▶ _課題と演習_
**a.** 本文の「本研究室の基本テーマである「」から「T, 1(a))の計算結果を例示します。」までを、末尾の語句も含めて書き写し、その際「密度汎関数法」を「分子動力学法」に変えてください。
**b.** 本文によると、この研究室の基本テーマは何か。

▶ _本文_

有機分子の機能設計

 

本研究室の基本テーマである「フレキシブル液晶ディスプレイ」において、その構成部材となるのは、液晶、高分子、有機半導体などの機能性有機材料です。これらの新たな電子・光機能を創出するには、それらを支配する分子軌道・分子間の軌道の重なり(相互作用)などを深く理解することが不可欠です。これらの挙動を紐解く手段として、密度汎関数法による量子化学計算を導入しながら、有機分子の機能設計を進めています。

以下に、近年高移動度な有機半導体材料として盛んに研究が行われているベンゾチエノベンゾチオフェン誘導体(C8BTBT, 1(a))の計算結果を例示します。

▶ _データ抜粋_

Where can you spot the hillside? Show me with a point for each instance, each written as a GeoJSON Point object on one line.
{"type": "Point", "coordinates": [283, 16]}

▶ _想定解答_
**a.**
本研究室の基本テーマである「フレキシブル液晶ディスプレイ」において、その構成部材となるのは、液晶、高分子、有機半導体などの機能性有機材料です。これらの新たな電子・光機能を創出するには、それらを支配する分子軌道・分子間の軌道の重なり(相互作用)などを深く理解することが不可欠です。これらの挙動を紐解く手段として、分子動力学法による量子化学計算を導入しながら、有機分子の機能設計を進めています。

以下に、近年高移動度な有機半導体材料として盛んに研究が行われているベンゾチエノベンゾチオフェン誘導体(C8BTBT, 1(a))の計算結果を例示します。

**b.** フレキシブル液晶ディスプレイ